= TASK DETAILS =
Copy out, word for word, the stretch of the thread on Scent Works fragrance oils from "## VanessaP (Feb" through "than $20 to $22.".

= TEXT SEGMENT =
....................

# The Scent Works worth it?



## Nikon (Feb 12, 2013)

I have identified three fragrances I would like to add to my list from the scent works.  I read the reviews on the soap scent review.  I added three four ounce bottles and go to check out......55$ for 12 oz. of FO with shipping.  The shipping alone was 12$ and I live one state away.  I ordered five 4 oz. bottles from BB which is all the way across the country for the same cost, and shipping was only 8$.  I know the cost goes down with larger bottle size, but they are still wayyy expensive.  I can get two of the FO from another supplier who I dont already use, but I dont know anyone else who has the Full Moon FO like the scent works.  So the question is, Are their FO so good that I should be comfortable paying $18.00 for a 4 oz. bottle?


----------



## Marilyna (Feb 12, 2013)

I've only used one of their scents and yes, it was really good (but it was only $18 a pound).  But I would never pay that much.  I don't care how good it is.  I've had fantastic FOs from cheaper suppliers.  I just can't afford that.  And wouldn't want to pay that even if I could afford it. For $18 I want a whole pound.


----------



## VanessaP (Feb 12, 2013)

The most I will pay for 4oz is $12 but that is only for two or three special FOs, those that I can't find with a comparable match for a lower price. My usual price span for 4oz is $7 to $9. My usual price for 8oz is $9 to $14. Full pounds, I generally won't pay more than $20 to $22.

....................

= DATA RECORDS =
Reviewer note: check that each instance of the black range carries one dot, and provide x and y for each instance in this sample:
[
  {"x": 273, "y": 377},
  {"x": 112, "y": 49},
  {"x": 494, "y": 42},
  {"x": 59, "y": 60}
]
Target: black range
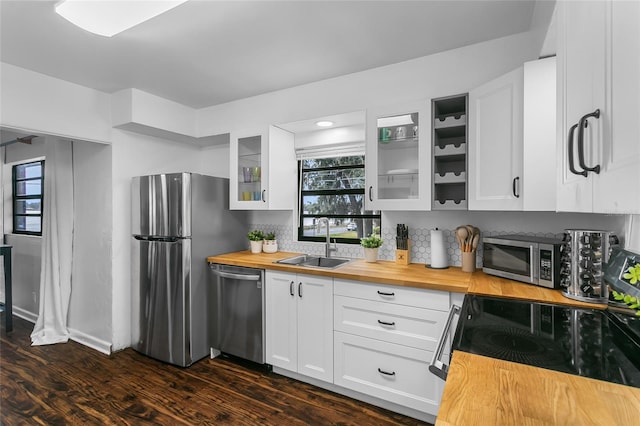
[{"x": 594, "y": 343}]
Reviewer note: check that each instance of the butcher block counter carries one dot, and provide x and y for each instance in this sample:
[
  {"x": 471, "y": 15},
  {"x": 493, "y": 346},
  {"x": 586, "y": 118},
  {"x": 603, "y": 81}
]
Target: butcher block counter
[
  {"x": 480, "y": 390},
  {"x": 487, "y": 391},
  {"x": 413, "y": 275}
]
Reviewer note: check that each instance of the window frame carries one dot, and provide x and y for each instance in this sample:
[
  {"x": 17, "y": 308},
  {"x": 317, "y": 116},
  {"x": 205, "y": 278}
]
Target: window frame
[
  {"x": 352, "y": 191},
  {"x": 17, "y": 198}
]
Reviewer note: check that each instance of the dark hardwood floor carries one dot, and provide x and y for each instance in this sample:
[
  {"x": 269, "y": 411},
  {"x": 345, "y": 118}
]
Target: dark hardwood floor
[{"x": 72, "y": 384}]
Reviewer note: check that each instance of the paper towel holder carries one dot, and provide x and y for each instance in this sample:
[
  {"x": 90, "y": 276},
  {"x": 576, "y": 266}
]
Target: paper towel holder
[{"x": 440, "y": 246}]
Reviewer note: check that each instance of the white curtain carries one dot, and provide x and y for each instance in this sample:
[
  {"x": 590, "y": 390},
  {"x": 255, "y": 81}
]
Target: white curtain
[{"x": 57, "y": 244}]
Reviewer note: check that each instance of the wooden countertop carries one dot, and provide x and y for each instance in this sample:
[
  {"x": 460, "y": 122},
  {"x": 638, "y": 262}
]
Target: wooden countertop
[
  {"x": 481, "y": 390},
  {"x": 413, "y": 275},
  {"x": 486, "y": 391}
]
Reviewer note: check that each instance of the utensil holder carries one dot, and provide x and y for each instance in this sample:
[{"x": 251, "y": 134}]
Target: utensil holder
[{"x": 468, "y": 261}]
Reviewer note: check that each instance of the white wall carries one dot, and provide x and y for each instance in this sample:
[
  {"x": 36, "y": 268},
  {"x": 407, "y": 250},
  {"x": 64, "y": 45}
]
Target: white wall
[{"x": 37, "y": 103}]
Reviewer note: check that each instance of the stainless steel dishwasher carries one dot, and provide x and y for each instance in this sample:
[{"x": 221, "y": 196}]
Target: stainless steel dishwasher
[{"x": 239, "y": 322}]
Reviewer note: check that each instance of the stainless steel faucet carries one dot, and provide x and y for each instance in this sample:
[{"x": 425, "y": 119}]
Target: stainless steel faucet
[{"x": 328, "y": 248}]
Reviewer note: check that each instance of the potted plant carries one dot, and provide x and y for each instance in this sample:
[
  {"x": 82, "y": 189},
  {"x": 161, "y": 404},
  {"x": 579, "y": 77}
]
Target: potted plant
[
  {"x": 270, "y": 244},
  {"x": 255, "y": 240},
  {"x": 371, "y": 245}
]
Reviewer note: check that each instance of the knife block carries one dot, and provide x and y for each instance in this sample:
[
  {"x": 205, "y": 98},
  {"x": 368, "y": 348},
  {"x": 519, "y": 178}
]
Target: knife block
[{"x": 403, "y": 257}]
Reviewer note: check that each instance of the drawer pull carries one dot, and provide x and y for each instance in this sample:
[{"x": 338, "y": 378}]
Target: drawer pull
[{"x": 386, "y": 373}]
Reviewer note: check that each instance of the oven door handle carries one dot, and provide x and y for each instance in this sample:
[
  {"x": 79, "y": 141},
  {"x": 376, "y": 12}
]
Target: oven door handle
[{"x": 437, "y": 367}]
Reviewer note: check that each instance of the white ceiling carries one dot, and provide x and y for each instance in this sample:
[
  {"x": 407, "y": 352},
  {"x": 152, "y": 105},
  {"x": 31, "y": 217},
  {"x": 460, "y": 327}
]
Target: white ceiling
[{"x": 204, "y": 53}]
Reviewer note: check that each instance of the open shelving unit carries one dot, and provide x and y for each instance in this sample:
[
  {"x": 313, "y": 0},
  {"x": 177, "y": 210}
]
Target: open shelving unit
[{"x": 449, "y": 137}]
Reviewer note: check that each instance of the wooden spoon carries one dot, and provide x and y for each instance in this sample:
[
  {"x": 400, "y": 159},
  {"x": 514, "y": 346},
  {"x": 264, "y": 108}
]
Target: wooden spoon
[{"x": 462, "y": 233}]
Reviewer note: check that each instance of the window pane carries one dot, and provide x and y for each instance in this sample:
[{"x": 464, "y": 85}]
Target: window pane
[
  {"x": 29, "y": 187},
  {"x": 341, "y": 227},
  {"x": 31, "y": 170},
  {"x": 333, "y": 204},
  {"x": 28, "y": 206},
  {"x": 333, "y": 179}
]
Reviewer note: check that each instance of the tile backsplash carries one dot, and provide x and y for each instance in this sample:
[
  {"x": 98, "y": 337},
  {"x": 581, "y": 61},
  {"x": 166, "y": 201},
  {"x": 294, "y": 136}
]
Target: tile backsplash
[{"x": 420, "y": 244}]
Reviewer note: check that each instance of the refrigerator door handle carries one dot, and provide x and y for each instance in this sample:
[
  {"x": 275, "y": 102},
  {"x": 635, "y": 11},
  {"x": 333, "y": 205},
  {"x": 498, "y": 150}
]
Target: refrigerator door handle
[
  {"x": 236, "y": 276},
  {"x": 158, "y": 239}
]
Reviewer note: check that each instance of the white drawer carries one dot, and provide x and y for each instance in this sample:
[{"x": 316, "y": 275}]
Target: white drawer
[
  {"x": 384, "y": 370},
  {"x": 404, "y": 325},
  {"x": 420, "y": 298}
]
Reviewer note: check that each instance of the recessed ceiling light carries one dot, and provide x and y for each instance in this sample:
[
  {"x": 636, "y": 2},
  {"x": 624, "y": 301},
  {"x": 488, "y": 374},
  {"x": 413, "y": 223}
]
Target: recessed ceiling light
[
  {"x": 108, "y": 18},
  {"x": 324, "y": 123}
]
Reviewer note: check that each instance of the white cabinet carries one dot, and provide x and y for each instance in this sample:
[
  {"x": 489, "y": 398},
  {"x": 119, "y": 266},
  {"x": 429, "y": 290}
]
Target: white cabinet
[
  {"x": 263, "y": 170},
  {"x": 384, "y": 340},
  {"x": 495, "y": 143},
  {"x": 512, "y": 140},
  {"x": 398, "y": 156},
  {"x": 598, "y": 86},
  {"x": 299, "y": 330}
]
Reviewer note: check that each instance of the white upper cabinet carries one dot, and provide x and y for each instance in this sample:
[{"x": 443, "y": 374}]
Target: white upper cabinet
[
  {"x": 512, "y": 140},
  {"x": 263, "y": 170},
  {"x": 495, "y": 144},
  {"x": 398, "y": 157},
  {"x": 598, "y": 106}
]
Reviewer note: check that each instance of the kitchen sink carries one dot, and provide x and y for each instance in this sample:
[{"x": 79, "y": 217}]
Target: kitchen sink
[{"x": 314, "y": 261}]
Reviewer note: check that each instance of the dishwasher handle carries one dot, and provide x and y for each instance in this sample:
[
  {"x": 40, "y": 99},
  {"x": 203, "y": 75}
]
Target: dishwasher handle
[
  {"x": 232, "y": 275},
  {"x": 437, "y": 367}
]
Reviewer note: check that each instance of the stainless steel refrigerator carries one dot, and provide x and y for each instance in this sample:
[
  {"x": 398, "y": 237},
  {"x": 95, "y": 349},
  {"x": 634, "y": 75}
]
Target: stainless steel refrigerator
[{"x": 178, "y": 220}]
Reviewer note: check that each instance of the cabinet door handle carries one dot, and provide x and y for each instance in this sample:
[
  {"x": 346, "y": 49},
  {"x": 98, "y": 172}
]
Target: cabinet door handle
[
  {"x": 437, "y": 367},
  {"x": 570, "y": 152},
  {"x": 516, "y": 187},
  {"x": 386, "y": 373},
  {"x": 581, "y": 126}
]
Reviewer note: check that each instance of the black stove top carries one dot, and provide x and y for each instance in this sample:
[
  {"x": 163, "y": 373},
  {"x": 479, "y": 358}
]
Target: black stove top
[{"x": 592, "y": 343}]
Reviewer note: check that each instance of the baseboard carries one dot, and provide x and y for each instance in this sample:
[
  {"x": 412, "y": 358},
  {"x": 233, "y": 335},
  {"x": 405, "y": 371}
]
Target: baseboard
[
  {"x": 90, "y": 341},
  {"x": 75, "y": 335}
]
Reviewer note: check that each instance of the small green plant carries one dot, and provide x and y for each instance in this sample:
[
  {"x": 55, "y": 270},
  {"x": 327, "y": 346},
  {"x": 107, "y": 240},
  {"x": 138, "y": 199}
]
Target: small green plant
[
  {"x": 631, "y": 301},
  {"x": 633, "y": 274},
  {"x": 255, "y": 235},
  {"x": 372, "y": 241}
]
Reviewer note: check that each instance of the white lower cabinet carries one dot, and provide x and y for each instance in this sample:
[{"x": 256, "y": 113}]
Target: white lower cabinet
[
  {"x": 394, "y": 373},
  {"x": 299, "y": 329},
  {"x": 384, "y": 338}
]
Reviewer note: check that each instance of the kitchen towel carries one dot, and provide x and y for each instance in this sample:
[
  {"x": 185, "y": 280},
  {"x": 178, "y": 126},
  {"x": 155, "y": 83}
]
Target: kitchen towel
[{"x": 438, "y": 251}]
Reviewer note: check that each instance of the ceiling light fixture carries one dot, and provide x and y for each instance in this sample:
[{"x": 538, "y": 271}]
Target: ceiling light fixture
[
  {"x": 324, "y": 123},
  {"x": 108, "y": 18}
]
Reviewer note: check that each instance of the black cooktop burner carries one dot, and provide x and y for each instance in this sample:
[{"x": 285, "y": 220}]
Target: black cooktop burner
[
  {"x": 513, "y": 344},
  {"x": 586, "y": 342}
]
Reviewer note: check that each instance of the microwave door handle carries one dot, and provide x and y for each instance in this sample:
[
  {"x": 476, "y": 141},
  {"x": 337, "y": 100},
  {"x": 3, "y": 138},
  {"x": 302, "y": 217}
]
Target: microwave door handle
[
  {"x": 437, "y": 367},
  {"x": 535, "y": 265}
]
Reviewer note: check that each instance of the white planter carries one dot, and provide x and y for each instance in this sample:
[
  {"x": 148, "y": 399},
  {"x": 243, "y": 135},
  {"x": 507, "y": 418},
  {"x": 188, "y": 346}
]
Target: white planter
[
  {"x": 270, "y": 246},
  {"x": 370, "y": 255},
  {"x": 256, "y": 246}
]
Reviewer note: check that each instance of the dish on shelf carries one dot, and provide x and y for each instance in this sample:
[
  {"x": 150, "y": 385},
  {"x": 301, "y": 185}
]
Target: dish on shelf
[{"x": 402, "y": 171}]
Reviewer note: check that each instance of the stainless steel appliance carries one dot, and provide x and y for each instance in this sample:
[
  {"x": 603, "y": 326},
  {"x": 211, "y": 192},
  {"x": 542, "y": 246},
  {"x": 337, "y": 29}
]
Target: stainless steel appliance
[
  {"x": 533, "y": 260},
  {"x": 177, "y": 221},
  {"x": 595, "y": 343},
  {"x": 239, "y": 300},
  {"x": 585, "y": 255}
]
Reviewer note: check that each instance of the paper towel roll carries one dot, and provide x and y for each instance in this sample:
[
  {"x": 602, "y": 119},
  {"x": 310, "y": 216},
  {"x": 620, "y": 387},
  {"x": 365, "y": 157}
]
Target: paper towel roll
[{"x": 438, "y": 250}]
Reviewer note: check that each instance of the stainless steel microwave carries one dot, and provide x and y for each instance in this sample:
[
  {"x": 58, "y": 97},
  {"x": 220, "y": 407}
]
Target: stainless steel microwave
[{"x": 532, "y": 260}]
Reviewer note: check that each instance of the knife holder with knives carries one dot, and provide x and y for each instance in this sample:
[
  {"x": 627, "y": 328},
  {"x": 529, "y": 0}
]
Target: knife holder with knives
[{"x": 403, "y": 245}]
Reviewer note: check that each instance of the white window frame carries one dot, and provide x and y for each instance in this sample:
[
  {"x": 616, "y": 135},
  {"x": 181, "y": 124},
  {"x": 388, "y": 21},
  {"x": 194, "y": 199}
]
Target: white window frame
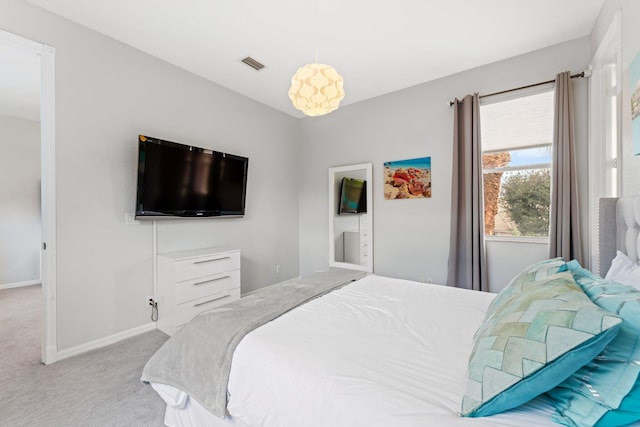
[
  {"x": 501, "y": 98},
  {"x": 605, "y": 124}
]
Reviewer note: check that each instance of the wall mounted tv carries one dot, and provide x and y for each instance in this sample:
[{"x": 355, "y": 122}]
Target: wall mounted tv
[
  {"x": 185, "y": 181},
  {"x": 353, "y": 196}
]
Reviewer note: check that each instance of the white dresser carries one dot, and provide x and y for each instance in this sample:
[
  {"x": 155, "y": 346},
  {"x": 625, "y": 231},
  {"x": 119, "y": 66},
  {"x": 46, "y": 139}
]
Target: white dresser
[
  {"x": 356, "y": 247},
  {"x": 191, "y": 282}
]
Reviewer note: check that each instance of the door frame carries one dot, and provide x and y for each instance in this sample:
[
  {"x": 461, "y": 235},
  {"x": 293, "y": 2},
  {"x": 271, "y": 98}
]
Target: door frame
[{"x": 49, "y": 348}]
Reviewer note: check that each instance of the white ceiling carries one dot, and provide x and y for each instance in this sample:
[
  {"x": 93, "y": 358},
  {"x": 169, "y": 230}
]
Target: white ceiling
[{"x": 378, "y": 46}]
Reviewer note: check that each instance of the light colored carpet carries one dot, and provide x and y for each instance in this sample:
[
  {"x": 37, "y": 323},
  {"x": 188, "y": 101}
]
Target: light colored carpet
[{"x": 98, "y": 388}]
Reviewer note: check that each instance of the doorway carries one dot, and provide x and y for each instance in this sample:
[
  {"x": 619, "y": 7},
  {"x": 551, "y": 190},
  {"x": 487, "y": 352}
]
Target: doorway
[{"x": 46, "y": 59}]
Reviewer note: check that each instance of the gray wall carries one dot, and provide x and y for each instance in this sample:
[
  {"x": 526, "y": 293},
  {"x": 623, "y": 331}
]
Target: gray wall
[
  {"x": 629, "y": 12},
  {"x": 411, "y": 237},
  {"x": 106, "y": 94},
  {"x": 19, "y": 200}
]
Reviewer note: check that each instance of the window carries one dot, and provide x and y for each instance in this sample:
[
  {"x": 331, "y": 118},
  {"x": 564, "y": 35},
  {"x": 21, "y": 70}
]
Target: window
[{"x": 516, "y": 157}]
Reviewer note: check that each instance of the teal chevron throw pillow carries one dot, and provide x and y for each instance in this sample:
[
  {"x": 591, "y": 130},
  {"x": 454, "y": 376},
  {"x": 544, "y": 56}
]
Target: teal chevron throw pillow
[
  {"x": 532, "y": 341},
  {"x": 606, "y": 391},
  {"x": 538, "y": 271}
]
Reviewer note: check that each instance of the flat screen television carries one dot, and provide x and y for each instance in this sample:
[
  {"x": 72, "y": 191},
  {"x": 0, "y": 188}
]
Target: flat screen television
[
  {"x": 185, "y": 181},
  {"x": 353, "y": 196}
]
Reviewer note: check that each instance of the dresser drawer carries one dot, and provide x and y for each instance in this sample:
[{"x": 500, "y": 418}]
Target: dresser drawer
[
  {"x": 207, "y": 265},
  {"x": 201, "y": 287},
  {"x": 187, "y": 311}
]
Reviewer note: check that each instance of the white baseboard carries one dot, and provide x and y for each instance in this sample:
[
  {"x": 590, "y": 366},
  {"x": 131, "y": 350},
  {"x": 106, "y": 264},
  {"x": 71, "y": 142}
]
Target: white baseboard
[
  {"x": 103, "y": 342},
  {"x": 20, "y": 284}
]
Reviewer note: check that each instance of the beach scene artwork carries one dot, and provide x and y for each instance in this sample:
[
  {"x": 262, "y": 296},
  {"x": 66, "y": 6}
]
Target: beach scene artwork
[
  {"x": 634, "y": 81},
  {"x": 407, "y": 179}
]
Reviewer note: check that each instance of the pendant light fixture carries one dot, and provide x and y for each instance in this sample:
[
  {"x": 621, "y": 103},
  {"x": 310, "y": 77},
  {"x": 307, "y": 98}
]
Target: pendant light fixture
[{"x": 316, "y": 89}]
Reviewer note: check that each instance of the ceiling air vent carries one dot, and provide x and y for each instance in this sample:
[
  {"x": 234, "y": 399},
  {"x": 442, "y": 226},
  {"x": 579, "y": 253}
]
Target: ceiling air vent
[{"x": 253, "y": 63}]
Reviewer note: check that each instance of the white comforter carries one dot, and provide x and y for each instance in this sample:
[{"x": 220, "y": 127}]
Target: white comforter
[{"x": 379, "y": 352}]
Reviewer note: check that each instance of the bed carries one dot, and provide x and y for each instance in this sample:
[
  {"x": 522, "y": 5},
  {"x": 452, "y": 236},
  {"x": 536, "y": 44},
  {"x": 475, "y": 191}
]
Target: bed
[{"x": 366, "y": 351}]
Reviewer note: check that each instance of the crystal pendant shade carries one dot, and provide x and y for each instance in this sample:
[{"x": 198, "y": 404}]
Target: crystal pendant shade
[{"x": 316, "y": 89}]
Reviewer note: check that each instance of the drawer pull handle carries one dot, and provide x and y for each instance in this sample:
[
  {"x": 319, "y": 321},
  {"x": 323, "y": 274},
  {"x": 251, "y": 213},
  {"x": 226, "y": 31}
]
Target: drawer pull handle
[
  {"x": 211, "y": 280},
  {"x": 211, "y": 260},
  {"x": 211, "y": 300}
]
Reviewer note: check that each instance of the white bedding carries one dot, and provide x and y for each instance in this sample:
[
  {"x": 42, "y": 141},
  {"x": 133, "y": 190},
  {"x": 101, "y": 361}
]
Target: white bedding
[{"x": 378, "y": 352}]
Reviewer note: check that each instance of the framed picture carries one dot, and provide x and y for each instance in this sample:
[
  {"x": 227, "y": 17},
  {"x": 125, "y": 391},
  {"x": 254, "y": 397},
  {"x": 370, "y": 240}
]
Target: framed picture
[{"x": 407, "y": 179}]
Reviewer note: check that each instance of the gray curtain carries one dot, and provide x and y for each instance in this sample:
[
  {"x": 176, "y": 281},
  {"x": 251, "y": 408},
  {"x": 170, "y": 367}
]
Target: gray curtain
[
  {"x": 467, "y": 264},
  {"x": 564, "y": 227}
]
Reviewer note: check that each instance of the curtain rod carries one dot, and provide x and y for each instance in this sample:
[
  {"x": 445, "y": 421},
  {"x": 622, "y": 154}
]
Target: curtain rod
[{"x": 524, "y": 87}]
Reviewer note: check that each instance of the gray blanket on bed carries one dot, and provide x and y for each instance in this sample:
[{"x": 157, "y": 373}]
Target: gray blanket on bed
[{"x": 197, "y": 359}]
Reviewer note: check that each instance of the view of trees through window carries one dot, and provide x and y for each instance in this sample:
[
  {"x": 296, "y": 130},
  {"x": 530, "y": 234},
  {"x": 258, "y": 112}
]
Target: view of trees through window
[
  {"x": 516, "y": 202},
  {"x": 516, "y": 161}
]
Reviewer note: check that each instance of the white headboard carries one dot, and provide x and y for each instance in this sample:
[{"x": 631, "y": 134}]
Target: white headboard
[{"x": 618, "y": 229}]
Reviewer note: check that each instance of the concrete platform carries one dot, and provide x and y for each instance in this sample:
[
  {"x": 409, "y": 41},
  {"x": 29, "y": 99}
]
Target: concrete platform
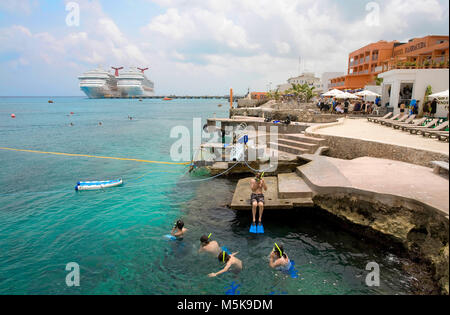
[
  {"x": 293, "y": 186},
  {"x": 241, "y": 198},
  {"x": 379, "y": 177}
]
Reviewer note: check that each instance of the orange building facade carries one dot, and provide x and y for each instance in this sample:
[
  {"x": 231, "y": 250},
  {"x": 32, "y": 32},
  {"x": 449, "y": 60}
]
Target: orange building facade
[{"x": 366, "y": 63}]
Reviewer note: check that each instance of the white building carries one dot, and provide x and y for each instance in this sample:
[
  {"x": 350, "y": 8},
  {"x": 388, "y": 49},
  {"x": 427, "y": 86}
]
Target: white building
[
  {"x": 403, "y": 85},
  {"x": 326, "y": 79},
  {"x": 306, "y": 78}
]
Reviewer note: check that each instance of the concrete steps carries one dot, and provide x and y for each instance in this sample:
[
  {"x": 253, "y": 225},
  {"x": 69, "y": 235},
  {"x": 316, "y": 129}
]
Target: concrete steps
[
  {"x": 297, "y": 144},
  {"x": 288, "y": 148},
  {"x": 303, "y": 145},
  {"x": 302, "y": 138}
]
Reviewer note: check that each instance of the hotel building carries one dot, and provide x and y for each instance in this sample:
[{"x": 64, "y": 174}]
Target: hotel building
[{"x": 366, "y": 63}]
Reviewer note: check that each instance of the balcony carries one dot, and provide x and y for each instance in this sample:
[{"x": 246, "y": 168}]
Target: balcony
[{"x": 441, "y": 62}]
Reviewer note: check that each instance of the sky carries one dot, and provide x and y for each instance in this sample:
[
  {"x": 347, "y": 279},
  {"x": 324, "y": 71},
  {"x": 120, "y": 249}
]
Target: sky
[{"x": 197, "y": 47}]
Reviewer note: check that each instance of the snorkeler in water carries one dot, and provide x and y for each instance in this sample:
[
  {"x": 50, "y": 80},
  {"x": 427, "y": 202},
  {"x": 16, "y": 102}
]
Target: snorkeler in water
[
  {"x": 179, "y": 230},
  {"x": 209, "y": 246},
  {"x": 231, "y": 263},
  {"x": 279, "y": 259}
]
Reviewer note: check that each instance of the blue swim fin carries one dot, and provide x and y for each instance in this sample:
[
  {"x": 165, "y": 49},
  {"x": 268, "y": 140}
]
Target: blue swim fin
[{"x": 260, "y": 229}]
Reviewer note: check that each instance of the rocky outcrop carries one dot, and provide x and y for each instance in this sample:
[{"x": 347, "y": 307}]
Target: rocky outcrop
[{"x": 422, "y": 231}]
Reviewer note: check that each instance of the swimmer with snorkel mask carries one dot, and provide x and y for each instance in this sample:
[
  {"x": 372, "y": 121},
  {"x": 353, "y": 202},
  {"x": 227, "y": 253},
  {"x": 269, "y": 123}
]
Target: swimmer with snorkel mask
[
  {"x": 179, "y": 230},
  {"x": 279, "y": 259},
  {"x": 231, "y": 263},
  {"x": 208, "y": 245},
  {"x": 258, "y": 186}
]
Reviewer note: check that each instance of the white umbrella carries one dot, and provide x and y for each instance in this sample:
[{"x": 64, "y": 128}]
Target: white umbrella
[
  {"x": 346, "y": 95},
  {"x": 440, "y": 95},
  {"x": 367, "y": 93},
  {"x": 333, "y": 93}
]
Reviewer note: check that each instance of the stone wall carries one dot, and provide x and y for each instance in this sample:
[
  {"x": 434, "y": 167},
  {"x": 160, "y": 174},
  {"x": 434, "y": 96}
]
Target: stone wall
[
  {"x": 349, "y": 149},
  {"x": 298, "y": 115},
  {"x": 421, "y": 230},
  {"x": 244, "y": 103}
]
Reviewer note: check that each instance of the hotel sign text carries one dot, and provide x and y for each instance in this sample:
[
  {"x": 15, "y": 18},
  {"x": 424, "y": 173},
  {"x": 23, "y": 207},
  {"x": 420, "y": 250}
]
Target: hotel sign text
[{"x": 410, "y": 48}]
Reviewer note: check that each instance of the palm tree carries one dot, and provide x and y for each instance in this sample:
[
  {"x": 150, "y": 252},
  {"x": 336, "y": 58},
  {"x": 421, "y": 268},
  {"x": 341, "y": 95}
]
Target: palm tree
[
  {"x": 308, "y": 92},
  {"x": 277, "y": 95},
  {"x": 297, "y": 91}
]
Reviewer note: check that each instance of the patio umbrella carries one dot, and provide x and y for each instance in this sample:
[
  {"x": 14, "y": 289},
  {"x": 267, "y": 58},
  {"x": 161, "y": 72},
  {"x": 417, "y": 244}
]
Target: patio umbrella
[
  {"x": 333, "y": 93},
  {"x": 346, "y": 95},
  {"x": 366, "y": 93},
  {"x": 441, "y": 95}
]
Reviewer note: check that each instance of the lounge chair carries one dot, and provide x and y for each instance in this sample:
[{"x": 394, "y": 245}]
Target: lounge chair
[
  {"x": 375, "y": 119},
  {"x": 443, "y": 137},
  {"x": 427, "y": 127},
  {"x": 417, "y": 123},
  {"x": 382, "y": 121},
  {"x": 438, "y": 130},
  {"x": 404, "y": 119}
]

....................

= EXERCISE OUTPUT =
## VanessaP (Feb 12, 2013)

The most I will pay for 4oz is $12 but that is only for two or three special FOs, those that I can't find with a comparable match for a lower price. My usual price span for 4oz is $7 to $9. My usual price for 8oz is $9 to $14. Full pounds, I generally won't pay more than $20 to $22.